• _REQUIREMENT_:
Give every line of the material again, exactly as written.

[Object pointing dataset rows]
__________

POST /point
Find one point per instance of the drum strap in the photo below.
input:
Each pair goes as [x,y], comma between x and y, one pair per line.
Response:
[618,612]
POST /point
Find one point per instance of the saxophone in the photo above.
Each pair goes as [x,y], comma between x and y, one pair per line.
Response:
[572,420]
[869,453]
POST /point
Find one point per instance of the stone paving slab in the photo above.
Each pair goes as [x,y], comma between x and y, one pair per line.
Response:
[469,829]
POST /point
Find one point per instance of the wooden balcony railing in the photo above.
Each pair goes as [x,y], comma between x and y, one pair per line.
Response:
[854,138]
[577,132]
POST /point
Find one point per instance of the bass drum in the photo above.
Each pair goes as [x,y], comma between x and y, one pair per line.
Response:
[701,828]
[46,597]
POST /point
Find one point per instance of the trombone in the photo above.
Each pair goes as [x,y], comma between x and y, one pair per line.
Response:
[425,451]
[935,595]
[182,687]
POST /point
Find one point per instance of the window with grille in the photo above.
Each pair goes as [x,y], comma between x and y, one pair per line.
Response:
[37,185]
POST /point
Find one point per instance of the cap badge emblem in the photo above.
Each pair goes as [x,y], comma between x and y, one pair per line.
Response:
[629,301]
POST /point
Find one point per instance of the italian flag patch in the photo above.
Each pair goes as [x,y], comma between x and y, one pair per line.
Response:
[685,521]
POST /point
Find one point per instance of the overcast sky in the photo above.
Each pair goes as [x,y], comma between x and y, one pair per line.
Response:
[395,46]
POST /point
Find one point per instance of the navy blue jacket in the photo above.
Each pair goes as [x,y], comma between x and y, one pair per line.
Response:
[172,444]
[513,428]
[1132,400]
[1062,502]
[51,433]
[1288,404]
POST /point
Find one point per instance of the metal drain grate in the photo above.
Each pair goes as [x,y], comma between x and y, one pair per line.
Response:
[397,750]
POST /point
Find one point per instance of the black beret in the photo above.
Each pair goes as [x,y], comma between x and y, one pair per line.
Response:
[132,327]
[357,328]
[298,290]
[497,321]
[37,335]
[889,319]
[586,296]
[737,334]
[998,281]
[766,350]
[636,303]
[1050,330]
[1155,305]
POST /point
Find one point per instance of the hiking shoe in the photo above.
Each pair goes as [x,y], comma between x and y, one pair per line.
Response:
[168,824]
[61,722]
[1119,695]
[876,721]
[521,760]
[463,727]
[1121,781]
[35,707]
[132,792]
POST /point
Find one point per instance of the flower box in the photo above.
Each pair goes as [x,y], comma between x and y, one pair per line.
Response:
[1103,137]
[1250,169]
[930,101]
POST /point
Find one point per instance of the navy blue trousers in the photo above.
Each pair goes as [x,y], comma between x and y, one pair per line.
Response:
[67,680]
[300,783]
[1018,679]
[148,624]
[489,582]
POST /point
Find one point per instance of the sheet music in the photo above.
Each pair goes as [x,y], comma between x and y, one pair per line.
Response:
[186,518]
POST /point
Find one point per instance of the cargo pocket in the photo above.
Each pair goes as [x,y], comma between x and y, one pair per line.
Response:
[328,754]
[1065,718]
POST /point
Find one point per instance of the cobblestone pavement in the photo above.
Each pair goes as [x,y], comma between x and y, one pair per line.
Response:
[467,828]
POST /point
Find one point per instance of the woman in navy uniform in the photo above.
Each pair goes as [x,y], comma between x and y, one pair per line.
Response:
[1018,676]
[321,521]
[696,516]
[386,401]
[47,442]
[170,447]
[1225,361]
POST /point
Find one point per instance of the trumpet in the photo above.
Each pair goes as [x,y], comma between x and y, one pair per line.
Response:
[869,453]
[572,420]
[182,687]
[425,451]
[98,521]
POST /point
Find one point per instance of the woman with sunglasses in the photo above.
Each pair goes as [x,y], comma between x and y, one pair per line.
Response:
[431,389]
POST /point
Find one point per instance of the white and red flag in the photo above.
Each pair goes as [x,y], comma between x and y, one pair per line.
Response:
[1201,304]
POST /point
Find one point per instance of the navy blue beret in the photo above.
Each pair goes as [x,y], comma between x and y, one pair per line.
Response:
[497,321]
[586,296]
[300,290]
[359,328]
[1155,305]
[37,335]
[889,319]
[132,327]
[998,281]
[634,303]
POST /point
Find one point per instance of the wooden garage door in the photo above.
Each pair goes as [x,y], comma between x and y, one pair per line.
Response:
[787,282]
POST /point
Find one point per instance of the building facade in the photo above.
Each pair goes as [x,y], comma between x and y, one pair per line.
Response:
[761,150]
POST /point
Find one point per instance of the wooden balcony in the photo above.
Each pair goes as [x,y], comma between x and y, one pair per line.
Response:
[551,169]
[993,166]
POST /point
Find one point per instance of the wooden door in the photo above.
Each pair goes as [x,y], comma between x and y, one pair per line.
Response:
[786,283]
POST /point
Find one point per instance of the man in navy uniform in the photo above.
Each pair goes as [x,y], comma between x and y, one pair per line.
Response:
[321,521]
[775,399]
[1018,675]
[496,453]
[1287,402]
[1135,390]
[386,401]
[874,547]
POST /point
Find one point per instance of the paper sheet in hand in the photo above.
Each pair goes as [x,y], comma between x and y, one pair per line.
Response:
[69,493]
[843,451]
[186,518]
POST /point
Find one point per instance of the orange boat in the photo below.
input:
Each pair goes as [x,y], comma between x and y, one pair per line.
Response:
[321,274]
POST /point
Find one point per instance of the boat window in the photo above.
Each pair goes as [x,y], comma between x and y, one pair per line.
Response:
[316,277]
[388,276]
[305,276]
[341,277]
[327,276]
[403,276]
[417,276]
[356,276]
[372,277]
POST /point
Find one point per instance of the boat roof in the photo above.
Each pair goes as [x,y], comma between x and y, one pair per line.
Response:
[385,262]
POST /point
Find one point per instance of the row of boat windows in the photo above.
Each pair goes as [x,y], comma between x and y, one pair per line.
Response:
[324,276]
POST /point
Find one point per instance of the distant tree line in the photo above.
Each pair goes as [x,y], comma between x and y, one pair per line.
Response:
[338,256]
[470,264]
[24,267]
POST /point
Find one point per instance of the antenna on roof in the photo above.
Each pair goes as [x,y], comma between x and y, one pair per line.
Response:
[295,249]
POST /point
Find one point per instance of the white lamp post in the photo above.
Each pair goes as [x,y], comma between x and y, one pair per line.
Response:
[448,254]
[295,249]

__________

• _COMPLETED EXERCISE_:
POST /point
Find one point per instance of the drum strap in the photo below.
input:
Each pair goes as [x,y], comma between x and y, one pair per line.
Response:
[618,612]
POST /point
Find one point per instance of the saxophone in the photo above.
Each pair goes as [x,y], comma between x and y, one pair per line.
Response:
[572,420]
[869,453]
POST /point
Find one point per instance of the stone paving slab in the photo above.
Each pair goes as [x,y], comma between x and y, one pair per line.
Response:
[469,829]
POST /point
Find one point per instance of the wooden balcony railing in the photo above.
Each pair goes as [x,y], comma between x and y, one pair per line.
Response:
[854,138]
[577,132]
POST /point
Find one point per instance of the bass drum in the photo above.
Each pair goes as [x,y], comma between x and y, one pair per line.
Response:
[701,828]
[46,597]
POST /point
Find one point per instance of the trombone in the photo above.
Each pair goes as [x,y], comma between x and y, one pair per line.
Response:
[425,451]
[935,595]
[182,687]
POST /point
Find one point per instance of the window with grille in the photo above.
Each pair goes as [x,y], comma between x and y, one pair per line.
Response:
[37,185]
POST /point
Find one point per instance of the cap badge emblem in the photo above.
Each pair goes as [x,y], comma between x and y, one pair per line.
Response:
[629,301]
POST /point
Find one point per instance of the italian flag patch in the photo above.
Each pair goes as [x,y], comma between x and y, one pair per line.
Response:
[685,521]
POST /point
Find one point per instance of the overcast sky in the photo above.
Each pair goes as [x,y], comma between x and y, one pair per line.
Response:
[395,46]
POST /point
Find one point per instance of the navy blue jacket in the photo above.
Each pair goes as [x,y], comma between x and y, one pair per line.
Response:
[172,444]
[513,428]
[1132,400]
[1062,502]
[51,433]
[1288,404]
POST /point
Find one point per instance of the metal drain grate in the photo above.
Each pair goes as [x,y], comma between x and y, one pair per line.
Response:
[397,750]
POST /point
Find one point per instance of the black beret in the photo above.
Each pair goes as [x,y], comma between x and y, one pair per line.
Response:
[132,327]
[357,328]
[298,290]
[497,321]
[37,335]
[889,319]
[586,296]
[737,334]
[998,281]
[766,350]
[636,303]
[1050,330]
[1155,305]
POST /point
Find one point per instance of the hiking shoe in the photo above.
Each pair goes as [x,y], comma between x and y, one pair per line.
Response:
[168,824]
[61,722]
[1119,695]
[876,721]
[521,760]
[463,727]
[1121,781]
[35,707]
[132,792]
POST /point
Find one point per instance of the flower box in the photo above.
Each pair goes as [x,y], comma between x and y, one pair per line.
Response:
[1103,137]
[1250,169]
[930,101]
POST /point
Find one point per instance of the navy blue trousers in the photo above.
Each pair goes as [x,y], comma between x and y, one pair per line.
Response:
[67,680]
[300,783]
[1018,679]
[148,624]
[489,582]
POST /point
Find one point per instance of the sheet music in the photo above.
Each pair goes as [x,y], comma between x and y, one pair per line.
Response:
[186,518]
POST /point
Find one point per instance of the cargo pocket in the photo above.
Each pair goes as [x,y], comma between x and y, one pair per line.
Response:
[328,754]
[1065,718]
POST /point
Find one point per instance of the cobblestone pavement in the photo above.
Each pair goes as [x,y], comma between x and y, one pair per line.
Response:
[467,828]
POST /point
Find one point per instance of the woman in navy uniform in the photo above.
Each pair goes as [x,y], comma between x and y, one pair per line.
Response:
[1018,676]
[321,521]
[696,516]
[386,401]
[47,442]
[170,447]
[1225,361]
POST /point
Find one point per instance of the trumpet in the photo above.
Each pair goes as [x,y], comma between x and y, one pair per line.
Response:
[869,453]
[572,420]
[182,687]
[425,451]
[98,521]
POST /point
Find one point per instance of the woman with sunglasses in the photo above.
Each pair goes as [x,y], comma between x and y, one pair per line.
Response:
[431,389]
POST /point
Find one point per instance of the white and red flag in the photo above.
Each pair goes as [x,y], comma between x and y, one pair per line.
Response:
[1201,304]
POST /point
Find one point per instance of the navy blue beret in the photo above.
Each pair goes as [x,y], comma between x and y, one pair per line.
Response:
[497,321]
[586,296]
[300,290]
[359,328]
[1155,305]
[37,335]
[889,319]
[132,327]
[998,281]
[634,303]
POST /point
Find one point per instance of the wooden garage door in the photo above.
Each pair goes as [x,y], comma between x and y, one pair per line.
Response:
[787,282]
POST /point
Find one point per instance of the building facade in the photo above.
Each pair goes as [x,y], comma between x and y, one pair per line.
Response:
[761,150]
POST /point
Find one point per instance of the wooden balcony in the photo above.
Each pair goes as [x,y], comma between x and y, one pair per line.
Response:
[551,169]
[993,166]
POST /point
Find one point per instance of the wooden door in the photo above.
Each pair goes as [x,y], comma between x and y, one pair per line.
Response:
[786,283]
POST /point
Find one point per instance of the man in navy uniform in the photo above.
Each pair goes as [x,y], comma between x and y, one pair per line.
Response:
[321,521]
[775,399]
[1018,675]
[496,453]
[1287,402]
[1135,390]
[386,401]
[874,547]
POST /point
Find one point per instance of the paper sheet in hand in the photo above.
Each pair goes as [x,y], comma between x and y, one pair per line.
Response:
[69,493]
[843,451]
[186,518]
POST /point
Find one point per instance of the orange boat in the photo below.
input:
Each pair goes as [x,y], comma between x and y, one pair per line.
Response:
[321,274]
POST /point
Find one point per instance of the boat window in the photo above.
Each pair goes as [x,y], comma between x and y, one pair per line.
Response:
[316,277]
[388,276]
[305,276]
[341,277]
[327,276]
[403,276]
[417,276]
[356,276]
[372,277]
POST /point
Find one point per instance of the boat roof in the photo above.
Each pair goes as [x,y], comma between x and y, one pair per line.
Response:
[385,262]
POST /point
Find one point per instance of the row of boat windows in the photo above.
Each pair goes as [x,y], comma between x and y, one pair per line.
Response:
[324,276]
POST /point
Find one point per instance of the distant tree line in the photo above.
Each pair goes as [x,y], comma between x and y, one pair per line.
Response:
[338,256]
[470,264]
[24,267]
POST /point
Find one point per instance of the antenna on roof in the photo above.
Each pair goes as [x,y], comma between x and y, one pair per line.
Response:
[295,249]
POST /point
Find one point per instance of the white lamp post in the photo above.
Each pair goes as [x,y], comma between x and y, one pair per line.
Response:
[448,254]
[295,249]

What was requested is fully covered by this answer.